::: Extracted records

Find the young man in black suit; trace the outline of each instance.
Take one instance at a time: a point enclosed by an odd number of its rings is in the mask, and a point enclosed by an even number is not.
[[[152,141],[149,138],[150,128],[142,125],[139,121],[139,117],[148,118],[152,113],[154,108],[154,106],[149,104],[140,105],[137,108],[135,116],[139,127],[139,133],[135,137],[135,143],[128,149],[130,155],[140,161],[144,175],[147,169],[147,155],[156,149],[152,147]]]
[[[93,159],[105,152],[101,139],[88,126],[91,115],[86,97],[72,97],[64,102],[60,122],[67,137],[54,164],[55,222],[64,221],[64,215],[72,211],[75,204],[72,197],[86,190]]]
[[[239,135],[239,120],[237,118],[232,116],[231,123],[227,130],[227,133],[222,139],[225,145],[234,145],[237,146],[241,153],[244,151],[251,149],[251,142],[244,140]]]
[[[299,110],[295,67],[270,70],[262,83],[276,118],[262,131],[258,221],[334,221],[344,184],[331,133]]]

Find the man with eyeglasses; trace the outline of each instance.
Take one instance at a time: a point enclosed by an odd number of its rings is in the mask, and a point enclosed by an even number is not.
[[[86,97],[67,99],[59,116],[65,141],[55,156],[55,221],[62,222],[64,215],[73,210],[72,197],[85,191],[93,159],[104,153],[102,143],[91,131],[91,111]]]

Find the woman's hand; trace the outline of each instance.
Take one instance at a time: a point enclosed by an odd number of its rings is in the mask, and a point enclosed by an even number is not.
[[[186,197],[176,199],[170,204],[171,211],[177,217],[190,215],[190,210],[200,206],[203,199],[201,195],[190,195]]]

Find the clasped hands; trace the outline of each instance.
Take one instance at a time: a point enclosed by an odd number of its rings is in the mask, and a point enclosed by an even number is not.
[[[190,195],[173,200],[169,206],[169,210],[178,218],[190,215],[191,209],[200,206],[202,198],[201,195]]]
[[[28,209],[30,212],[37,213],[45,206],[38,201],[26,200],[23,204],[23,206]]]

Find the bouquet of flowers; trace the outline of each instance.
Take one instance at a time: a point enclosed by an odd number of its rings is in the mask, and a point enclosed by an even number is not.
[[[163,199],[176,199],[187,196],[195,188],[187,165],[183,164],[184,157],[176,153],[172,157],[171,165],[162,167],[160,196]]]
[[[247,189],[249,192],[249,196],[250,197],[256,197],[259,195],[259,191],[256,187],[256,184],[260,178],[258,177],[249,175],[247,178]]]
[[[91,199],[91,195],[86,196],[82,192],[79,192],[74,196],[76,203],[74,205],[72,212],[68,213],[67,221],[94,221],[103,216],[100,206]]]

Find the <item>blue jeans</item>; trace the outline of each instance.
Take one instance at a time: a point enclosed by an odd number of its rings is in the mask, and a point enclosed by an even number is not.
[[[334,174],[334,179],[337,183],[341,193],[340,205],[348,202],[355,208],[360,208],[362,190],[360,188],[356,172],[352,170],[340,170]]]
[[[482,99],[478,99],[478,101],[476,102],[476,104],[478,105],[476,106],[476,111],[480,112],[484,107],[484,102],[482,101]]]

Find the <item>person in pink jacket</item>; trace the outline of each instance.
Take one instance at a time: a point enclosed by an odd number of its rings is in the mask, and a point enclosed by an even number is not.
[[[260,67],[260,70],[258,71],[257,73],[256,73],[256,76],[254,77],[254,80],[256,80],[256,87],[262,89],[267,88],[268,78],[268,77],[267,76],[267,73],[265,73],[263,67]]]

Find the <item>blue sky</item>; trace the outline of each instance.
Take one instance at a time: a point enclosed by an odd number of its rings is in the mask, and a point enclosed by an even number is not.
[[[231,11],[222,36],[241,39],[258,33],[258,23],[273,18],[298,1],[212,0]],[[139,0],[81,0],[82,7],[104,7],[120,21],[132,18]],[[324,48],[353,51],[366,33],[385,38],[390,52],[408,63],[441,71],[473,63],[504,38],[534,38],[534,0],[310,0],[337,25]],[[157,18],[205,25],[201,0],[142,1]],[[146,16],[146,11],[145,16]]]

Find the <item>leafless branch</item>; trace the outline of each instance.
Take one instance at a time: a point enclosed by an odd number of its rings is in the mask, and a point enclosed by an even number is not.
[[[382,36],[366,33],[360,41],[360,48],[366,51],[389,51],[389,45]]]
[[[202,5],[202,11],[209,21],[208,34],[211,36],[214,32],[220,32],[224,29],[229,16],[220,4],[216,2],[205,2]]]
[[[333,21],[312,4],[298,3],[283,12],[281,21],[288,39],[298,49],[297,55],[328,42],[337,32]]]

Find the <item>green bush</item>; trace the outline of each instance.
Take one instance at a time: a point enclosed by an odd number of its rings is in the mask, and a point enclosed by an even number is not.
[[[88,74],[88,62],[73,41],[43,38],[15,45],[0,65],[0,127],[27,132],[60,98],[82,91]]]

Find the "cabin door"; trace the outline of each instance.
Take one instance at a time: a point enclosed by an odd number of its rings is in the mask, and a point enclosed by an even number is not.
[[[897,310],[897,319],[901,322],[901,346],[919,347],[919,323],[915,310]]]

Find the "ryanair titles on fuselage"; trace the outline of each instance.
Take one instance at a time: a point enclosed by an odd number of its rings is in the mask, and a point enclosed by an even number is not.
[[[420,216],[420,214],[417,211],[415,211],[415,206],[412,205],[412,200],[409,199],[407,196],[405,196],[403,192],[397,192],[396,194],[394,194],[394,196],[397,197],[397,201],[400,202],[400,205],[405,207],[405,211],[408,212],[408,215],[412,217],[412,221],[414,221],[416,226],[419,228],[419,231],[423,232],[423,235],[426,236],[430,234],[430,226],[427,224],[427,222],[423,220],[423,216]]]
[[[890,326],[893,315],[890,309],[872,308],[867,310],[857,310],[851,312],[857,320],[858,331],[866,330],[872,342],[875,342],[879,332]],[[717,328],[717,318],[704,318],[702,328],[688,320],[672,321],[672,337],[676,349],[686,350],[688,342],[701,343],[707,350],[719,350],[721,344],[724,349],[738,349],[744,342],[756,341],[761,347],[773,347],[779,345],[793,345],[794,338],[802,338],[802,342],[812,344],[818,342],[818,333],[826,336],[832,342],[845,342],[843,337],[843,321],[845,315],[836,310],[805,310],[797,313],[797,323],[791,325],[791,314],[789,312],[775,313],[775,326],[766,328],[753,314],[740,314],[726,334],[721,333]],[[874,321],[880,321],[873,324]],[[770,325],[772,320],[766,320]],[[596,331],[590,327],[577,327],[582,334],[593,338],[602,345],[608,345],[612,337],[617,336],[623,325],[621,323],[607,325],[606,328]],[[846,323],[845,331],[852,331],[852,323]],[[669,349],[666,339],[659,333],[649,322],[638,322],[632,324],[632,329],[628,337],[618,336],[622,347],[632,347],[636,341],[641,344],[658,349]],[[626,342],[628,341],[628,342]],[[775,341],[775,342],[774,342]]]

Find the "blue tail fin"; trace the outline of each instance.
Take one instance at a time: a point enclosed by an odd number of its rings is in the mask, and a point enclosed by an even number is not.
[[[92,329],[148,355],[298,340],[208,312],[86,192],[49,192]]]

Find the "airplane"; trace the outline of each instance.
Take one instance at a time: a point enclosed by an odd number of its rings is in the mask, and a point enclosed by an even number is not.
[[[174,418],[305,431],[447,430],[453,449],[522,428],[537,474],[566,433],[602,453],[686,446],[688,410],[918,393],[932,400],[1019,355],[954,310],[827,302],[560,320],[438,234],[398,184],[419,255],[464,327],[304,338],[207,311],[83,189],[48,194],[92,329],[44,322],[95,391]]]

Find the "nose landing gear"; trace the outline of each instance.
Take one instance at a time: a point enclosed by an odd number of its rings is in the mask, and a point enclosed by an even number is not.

::::::

How many lines of the records above contain the string "blue"? Give only the number.

3